▶ [Extract provided]
(begin)
Exercise 4.3 - Chapter 4 Geometry Term 2 7th Maths Guide Samacheer Kalvi Solutions - SaraNextGen [2024-2025]

Updated By SaraNextGen

On April 24, 2024, 11:35 AM

Ex $4.3$
Miscellaneous Practice Problems
Question $1 .$
In an isoscales triangle one angle is $76^{\circ}$. If the other two angles are equal, find them.
Solution:
In an isoscales triangle, angle opposite to equal sides are equal. Let the equal angles be $x^{\circ}$ and $x^{\circ}$.
In a triangle the sum of the three angles is $180^{\circ}$.
$x^{\circ}+x^{\circ}+76^{\circ}=180^{\circ}$
$x^{\circ}(1+1)=180^{\circ}-76^{\circ}=104^{\circ}$
$2 \mathrm{x}=104^{\circ}$
$x=\frac{104^{\circ}}{2}=52^{\circ}$
$x=52^{\circ}$ $\therefore$ Other two angles are $52^{\circ}$ and $52^{\circ}$.
 

Question $2 .$
If two angles of a triangle are $46^{\circ}$ each, how can you classify the triangle?
Solution:
Given two angles of the triangle are same and is equal to $46^{\circ}$. If two angles are equal the sides opposite to equal angles are equal. Therefore it will be an isoscales triangle.
 

Question $3 .$
If an angle of a triangle is equal to the sum of the other two angles, find the type of the triangle.
Solution:
Let $\angle \mathrm{B}$ is the greater angle then by the given condition $\angle \mathrm{B}=\angle \mathrm{A}+\angle \mathrm{C}$.
Sum of three angle of a triangle $=180^{\circ}$.

$\begin{aligned}
&\angle \mathrm{A}+\angle \mathrm{B}+\angle \mathrm{C}=180^{\circ} \\
&\angle \mathrm{A}+(\angle \mathrm{A}+\angle \mathrm{C})+\angle \mathrm{C})=180^{\circ} \\
&2 \angle \mathrm{A}+2 \angle \mathrm{C}=180^{\circ} \\
&2(\angle \mathrm{A}+\angle \mathrm{C})=180^{\circ} \\
&\angle \mathrm{A}+\angle \mathrm{C}=\frac{180^{\circ}}{2} \\
&\angle \mathrm{B}=90^{\circ}
\end{aligned}$
$\therefore$ One of the angle of the triangle $=90^{\circ}$
It will be a right angled triangle.
(end)
▶ [Exercise a]
Give the geometry practice problems again from "Exercise 4.3 - Chapter" to "equal, find them.", substituting "isosceles" for "isoscales".

▶ [Supplied information]
(begin)
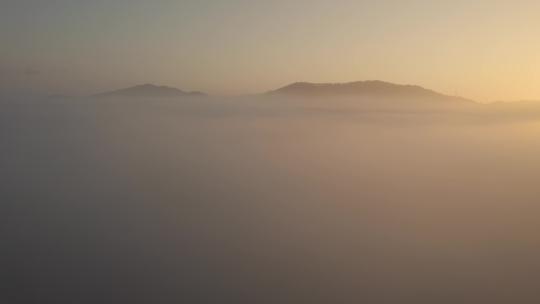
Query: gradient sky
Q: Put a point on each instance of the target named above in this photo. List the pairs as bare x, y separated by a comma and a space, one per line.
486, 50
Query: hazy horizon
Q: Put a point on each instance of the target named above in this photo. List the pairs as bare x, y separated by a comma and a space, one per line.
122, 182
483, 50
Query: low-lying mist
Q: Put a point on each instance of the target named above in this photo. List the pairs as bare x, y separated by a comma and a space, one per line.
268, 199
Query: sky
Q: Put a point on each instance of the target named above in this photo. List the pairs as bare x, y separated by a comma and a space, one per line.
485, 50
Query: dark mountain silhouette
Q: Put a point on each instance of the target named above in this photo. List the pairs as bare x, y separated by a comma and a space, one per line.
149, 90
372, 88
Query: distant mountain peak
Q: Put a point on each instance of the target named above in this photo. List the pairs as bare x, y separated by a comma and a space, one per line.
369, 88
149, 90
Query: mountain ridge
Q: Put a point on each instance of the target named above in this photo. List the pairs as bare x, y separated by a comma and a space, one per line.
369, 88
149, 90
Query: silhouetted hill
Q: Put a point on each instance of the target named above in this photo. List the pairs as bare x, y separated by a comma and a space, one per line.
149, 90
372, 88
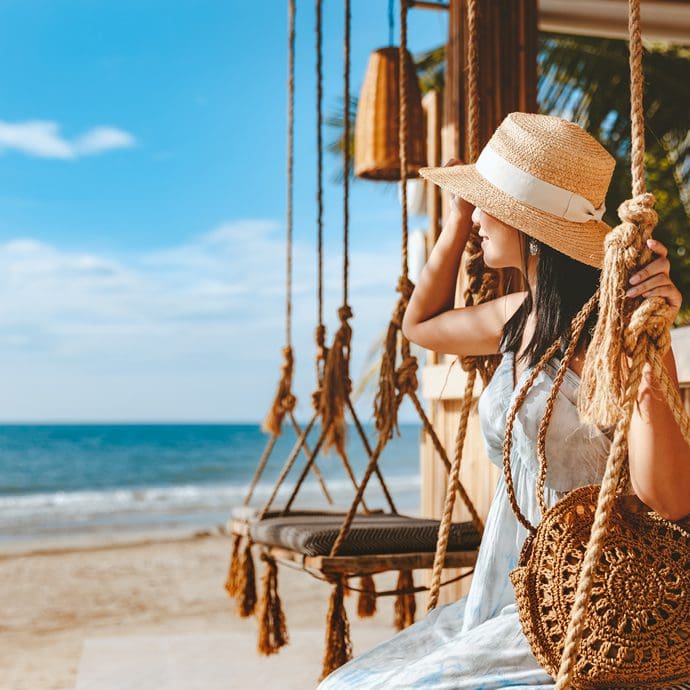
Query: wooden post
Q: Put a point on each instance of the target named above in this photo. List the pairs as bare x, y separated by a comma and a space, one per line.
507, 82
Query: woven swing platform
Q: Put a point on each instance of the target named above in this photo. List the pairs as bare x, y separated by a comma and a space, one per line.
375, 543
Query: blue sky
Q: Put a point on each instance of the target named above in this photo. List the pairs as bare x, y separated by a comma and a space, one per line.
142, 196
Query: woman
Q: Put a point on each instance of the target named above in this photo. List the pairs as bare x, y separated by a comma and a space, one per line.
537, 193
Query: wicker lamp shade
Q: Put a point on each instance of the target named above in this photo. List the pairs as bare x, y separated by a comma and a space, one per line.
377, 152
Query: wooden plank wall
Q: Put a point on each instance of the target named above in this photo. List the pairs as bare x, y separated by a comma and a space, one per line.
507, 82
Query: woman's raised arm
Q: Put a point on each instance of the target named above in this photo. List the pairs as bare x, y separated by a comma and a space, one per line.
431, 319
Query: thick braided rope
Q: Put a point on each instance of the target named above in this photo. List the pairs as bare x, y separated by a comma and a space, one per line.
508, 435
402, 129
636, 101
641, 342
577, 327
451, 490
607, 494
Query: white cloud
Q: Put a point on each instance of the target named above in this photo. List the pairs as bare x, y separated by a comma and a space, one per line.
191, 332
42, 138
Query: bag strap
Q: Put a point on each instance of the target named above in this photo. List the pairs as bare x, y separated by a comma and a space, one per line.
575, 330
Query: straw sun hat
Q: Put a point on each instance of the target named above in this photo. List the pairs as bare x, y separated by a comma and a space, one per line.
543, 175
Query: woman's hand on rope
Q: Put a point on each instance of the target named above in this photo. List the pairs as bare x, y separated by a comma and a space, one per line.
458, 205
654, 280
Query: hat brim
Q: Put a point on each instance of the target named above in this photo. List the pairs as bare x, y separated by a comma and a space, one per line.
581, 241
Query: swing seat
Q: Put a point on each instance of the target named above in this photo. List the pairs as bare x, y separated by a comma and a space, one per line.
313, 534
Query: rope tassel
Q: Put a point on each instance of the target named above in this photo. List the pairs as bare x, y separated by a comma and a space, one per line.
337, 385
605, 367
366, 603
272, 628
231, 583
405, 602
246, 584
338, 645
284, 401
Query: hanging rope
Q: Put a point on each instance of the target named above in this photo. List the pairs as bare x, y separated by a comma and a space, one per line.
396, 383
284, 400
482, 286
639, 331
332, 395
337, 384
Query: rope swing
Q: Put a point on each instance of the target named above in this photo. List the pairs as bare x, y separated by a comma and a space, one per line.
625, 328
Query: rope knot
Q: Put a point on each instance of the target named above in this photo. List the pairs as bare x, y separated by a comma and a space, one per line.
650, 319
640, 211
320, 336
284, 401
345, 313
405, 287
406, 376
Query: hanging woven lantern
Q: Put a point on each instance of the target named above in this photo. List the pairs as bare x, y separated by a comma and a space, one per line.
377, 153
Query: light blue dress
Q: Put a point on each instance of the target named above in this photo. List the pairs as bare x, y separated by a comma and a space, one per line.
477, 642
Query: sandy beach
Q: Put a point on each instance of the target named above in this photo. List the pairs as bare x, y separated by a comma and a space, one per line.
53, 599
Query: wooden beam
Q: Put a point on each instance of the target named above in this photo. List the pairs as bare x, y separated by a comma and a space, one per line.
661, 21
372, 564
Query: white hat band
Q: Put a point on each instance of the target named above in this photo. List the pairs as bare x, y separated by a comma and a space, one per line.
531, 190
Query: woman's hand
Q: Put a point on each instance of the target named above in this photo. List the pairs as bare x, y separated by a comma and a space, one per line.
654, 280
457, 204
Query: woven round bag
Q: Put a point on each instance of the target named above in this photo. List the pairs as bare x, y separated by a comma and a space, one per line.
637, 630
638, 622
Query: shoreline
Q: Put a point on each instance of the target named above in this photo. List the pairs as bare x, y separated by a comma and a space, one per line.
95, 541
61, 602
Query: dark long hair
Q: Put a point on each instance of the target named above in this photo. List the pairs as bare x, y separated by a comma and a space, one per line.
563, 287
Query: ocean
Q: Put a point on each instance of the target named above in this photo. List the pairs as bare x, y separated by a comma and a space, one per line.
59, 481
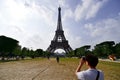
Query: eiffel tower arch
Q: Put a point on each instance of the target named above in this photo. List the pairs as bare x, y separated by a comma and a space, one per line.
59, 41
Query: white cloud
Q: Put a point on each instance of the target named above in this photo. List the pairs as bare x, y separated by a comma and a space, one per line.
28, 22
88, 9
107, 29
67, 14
(end)
(begin)
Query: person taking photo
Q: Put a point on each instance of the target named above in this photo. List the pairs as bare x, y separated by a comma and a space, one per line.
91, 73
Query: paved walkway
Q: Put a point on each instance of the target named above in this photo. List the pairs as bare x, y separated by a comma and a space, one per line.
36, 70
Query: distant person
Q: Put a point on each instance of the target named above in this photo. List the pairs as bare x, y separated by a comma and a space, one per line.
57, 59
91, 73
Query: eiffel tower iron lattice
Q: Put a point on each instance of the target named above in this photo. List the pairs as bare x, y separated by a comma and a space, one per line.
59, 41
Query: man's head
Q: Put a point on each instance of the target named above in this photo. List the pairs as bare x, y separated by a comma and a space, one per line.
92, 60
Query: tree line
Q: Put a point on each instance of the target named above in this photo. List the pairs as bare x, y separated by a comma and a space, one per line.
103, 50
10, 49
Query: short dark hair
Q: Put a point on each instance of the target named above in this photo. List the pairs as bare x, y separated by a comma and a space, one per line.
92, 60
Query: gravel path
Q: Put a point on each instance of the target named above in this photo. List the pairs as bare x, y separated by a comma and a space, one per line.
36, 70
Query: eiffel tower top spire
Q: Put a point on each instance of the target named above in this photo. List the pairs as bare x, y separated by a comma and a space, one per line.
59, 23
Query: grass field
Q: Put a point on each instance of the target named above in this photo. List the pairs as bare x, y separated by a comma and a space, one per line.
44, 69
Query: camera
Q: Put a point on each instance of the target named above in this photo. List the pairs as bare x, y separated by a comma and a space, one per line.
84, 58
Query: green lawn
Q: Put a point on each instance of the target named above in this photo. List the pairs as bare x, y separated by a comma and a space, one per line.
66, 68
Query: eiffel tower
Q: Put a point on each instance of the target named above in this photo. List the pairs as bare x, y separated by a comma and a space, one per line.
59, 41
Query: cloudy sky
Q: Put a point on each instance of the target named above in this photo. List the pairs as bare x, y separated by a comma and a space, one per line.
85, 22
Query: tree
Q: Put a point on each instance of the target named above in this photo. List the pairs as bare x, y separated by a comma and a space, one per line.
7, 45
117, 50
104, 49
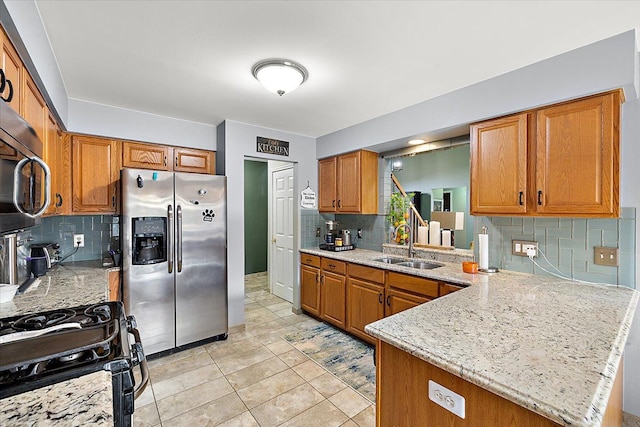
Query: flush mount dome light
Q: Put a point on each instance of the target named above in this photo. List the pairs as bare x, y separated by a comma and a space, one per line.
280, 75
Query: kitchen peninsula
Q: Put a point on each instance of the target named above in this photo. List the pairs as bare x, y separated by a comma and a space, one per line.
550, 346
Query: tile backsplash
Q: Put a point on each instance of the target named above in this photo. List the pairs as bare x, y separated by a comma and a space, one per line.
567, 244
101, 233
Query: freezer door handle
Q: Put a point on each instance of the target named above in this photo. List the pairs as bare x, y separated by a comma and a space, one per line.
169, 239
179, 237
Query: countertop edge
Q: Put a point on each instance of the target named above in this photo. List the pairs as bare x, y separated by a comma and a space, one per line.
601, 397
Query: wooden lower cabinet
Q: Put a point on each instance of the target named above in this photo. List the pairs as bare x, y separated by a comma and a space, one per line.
(end)
(begin)
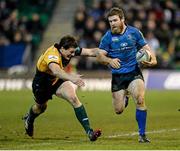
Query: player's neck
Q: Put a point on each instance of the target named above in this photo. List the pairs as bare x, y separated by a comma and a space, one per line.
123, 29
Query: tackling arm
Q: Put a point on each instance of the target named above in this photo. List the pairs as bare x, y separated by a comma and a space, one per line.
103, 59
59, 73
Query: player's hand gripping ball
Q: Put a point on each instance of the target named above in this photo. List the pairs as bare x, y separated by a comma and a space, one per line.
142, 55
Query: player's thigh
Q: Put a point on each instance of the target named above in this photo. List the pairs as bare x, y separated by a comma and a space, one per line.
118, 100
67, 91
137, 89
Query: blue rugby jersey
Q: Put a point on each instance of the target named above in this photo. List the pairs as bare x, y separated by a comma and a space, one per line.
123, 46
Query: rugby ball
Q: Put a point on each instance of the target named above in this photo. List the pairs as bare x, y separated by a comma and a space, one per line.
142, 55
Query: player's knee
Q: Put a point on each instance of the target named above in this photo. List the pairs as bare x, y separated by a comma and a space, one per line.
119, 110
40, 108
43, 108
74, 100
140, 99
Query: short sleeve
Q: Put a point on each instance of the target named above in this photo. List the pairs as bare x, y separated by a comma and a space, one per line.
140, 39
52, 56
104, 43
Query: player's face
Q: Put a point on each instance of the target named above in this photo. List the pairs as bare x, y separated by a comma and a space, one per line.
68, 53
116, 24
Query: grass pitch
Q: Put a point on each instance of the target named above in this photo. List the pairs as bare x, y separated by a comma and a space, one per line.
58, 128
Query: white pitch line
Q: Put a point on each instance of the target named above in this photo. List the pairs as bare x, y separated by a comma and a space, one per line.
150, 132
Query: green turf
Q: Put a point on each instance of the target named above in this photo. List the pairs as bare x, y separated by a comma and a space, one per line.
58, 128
(end)
▶ [Exercise b]
Copy out every line of the records that contains the word "woman".

▶ [Exercise solution a]
Exercise 4.3 - Chapter 4 Geometry Term 2 7th Maths Guide Samacheer Kalvi Solutions - SaraNextGen [2024-2025]

Updated By SaraNextGen

On April 24, 2024, 11:35 AM

Ex $4.3$
Miscellaneous Practice Problems
Question $1 .$
In an isosceles triangle one angle is $76^{\circ}$. If the other two angles are equal, find them.

▶ [Exercise solution b]
Query: woman
Query: woman's raised arm
Query: woman's hand on rope
Query: woman's hand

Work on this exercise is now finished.